— TO DO —
In full and without alteration, write out the records.

— ENTRIES PROVIDED —
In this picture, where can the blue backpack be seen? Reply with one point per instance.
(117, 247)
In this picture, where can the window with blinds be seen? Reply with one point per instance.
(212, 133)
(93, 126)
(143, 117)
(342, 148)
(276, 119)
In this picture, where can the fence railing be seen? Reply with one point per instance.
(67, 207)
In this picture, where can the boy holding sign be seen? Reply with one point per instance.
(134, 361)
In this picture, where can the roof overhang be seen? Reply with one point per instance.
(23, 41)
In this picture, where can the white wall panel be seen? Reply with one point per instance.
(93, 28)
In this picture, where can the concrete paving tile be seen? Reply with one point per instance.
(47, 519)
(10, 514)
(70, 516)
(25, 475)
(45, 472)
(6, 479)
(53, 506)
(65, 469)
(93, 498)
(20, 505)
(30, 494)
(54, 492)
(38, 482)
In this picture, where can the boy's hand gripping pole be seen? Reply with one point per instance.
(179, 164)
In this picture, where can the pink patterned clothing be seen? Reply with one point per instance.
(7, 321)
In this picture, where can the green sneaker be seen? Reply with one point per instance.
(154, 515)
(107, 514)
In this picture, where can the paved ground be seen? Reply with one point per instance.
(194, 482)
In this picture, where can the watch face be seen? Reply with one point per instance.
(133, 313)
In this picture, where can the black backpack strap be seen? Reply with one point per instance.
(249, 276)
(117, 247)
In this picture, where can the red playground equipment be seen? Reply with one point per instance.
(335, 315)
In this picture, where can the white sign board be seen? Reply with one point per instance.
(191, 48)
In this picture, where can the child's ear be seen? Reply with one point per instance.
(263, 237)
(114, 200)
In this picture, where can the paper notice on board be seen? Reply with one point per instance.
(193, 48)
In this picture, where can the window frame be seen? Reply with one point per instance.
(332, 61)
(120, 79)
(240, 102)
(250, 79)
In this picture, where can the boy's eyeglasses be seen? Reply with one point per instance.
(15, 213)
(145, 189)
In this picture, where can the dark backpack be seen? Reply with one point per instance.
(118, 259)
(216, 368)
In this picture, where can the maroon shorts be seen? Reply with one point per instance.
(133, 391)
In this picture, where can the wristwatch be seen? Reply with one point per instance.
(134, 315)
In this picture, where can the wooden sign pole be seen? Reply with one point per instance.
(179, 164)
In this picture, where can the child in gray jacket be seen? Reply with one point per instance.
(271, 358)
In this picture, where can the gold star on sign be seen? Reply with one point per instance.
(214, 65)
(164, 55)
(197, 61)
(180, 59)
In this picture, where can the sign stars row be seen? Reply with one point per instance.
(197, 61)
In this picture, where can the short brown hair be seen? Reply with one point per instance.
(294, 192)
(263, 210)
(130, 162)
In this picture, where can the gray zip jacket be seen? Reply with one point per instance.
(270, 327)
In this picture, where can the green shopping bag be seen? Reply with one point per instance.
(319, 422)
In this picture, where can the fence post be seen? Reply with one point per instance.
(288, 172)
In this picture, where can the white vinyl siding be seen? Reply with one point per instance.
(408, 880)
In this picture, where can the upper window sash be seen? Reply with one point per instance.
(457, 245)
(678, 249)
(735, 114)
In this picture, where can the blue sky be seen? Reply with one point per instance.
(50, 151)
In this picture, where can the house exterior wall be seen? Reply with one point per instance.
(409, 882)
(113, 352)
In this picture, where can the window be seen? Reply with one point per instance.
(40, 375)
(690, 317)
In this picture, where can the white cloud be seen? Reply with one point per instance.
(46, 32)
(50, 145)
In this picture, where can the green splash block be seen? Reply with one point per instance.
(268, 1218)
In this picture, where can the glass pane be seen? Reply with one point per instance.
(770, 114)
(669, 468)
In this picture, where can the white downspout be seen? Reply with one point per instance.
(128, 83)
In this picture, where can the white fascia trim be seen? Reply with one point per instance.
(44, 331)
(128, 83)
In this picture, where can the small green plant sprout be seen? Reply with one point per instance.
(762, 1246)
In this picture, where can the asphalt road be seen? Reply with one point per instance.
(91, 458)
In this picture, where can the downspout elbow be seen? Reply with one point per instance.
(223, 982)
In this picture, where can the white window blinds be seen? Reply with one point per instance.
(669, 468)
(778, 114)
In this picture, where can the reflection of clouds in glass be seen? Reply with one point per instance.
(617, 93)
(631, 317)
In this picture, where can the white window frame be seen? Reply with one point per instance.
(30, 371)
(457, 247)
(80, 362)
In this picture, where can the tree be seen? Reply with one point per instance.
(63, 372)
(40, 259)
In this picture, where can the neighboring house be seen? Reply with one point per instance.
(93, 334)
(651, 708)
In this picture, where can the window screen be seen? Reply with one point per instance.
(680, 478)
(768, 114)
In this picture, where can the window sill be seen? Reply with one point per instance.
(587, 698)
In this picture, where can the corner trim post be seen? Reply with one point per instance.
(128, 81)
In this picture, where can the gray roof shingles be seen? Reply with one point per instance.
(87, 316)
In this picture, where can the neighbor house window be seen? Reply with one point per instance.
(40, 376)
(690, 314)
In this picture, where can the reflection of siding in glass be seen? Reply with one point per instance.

— WRITTEN ANSWER —
In this picture, where can the blue backpack be seen? Reply with one point per instance.
(117, 247)
In this picture, where can the window with blinds be seen? Reply with one point per instance.
(212, 133)
(93, 126)
(143, 117)
(342, 148)
(276, 119)
In this picture, where can the fence railing be seen? Reply with one point per instance.
(67, 207)
In this picture, where can the boy holding sign be seen? Reply with one point per instance.
(134, 361)
In this picture, where can the roof overhang be seen? Reply with one point per instance.
(23, 41)
In this picture, where can the white wall panel be seen? Reply with one point per instance.
(93, 28)
In this picture, where can the concrete paving tile be seen? Reply with one point per instance.
(47, 519)
(10, 514)
(70, 516)
(25, 475)
(45, 472)
(6, 479)
(53, 506)
(65, 469)
(93, 498)
(20, 505)
(30, 494)
(54, 492)
(38, 482)
In this picture, where can the boy's hand gripping pole be seen? Reply with one point per instance.
(179, 164)
In this picture, where can the pink patterned clothing be seen? Reply with one point per instance.
(7, 321)
In this picture, where can the green sneaker be seen? Reply with one point per instance.
(154, 515)
(107, 514)
In this picture, where can the paved ground be seen? Reply with one point per instance.
(194, 482)
In this picture, where can the watch face be seen? Reply with one point per instance.
(133, 313)
In this picture, where can the black backpack strap be seen? Reply with one point per instance.
(249, 276)
(117, 247)
In this picture, where can the red playground equipment be seen? Reply with one point per instance.
(335, 315)
In this picture, where can the white sign board be seen? Reply with one point per instance.
(191, 48)
In this picture, where can the child's ear be seen? Reply with one point per instance.
(263, 237)
(114, 200)
In this picture, where can the paper notice on board be seen? Reply with one point per instance.
(193, 48)
In this picture, where can the window frame be seen? Reply with one point per instance.
(332, 61)
(120, 79)
(240, 102)
(250, 79)
In this picture, where can the boy's eyeglasses be seen? Reply with one point per instance.
(15, 213)
(145, 189)
In this picture, where can the dark backpack be seen? Reply with one point per instance.
(118, 259)
(216, 368)
In this picture, where can the maroon shorts be seen? Reply with one point per instance.
(133, 391)
In this picture, where can the wristwatch be seen? Reply with one point per instance.
(134, 315)
In this picture, where can the wooden sign pole be seen? Reply with one point per instance.
(179, 164)
In this picture, where can the child in gray jacket be seen? Reply with one point per instance.
(271, 358)
In this picture, where can the gold star on sign be seen? Reply with one point per instance.
(214, 65)
(164, 55)
(197, 61)
(180, 59)
In this picture, where can the sign stars row be seen? Reply with one point per instance.
(197, 61)
In this picture, where can the short brown hair be seen? Reply with one point per instance.
(294, 192)
(263, 210)
(130, 162)
In this picture, where can the gray zip jacket be seen? Reply with one point per instance.
(270, 327)
In this picture, where can the green shopping bag be seen? Reply with one point per instance.
(319, 422)
In this picture, where can the fence post be seen? Reply with one point per instance.
(288, 172)
In this picture, where can the white vinyl siding be seen? Reply with one point per instance.
(408, 880)
In this picture, where can the upper window sash be seen? Reply with one point per instance.
(457, 245)
(678, 249)
(735, 114)
In this picture, where can the blue sky be seen? Reply with one point per instance.
(50, 151)
In this picture, where can the house exterior wall be seen? Reply with one point per instance.
(409, 882)
(113, 352)
In this picture, where can the window be seen? Reply with one point per instance.
(40, 375)
(690, 317)
In this picture, where can the white cloud be seen? Reply with one point per instance.
(46, 32)
(50, 145)
In this picture, where can the green splash block be seen? Reply with one point per instance.
(268, 1218)
In this picture, where can the glass pane be seen? Reply with one point per instance.
(770, 114)
(669, 468)
In this picture, where can the white downspout be seen? Reply with one point per instance.
(128, 83)
In this picture, where can the white fascia trim be seen? Reply with one point per instance.
(44, 331)
(128, 83)
In this picture, where can the small green plant sprout be seen? Reply with one point per instance.
(762, 1246)
In this picture, where can the asphalt road be seen? Reply with one point per instance.
(91, 458)
In this picture, where can the downspout elbow be seen? Reply with one point per instance.
(223, 982)
In this picture, where can the white window blinds be seen? Reply with one point per instance.
(669, 468)
(778, 114)
In this picture, where can the reflection of clouds in glass be seen? Reply with one point per instance.
(617, 93)
(631, 317)
In this picture, where can the white window frame be seen? Reply with one point per instance.
(30, 371)
(457, 247)
(80, 362)
In this picture, where can the tree be seen? Reply with one point per instance.
(63, 372)
(40, 259)
In this picture, where can the neighboring house be seen? Reply with one point per instance.
(93, 334)
(651, 708)
In this picture, where can the window screen be seen? Reply with one point per instance.
(680, 478)
(768, 114)
In this picture, where can the window sill be seen? Reply with one point per instance.
(587, 698)
In this picture, where can the corner trim post be seen? Reply with one point per instance.
(128, 81)
In this picture, where can the gray roof shingles be seen? Reply with one point per instance.
(87, 316)
In this picture, where can the neighbor house window be seen? Reply with one point per instance.
(40, 376)
(690, 314)
In this picture, where can the reflection of siding in glass be seen? Reply with one point per instance.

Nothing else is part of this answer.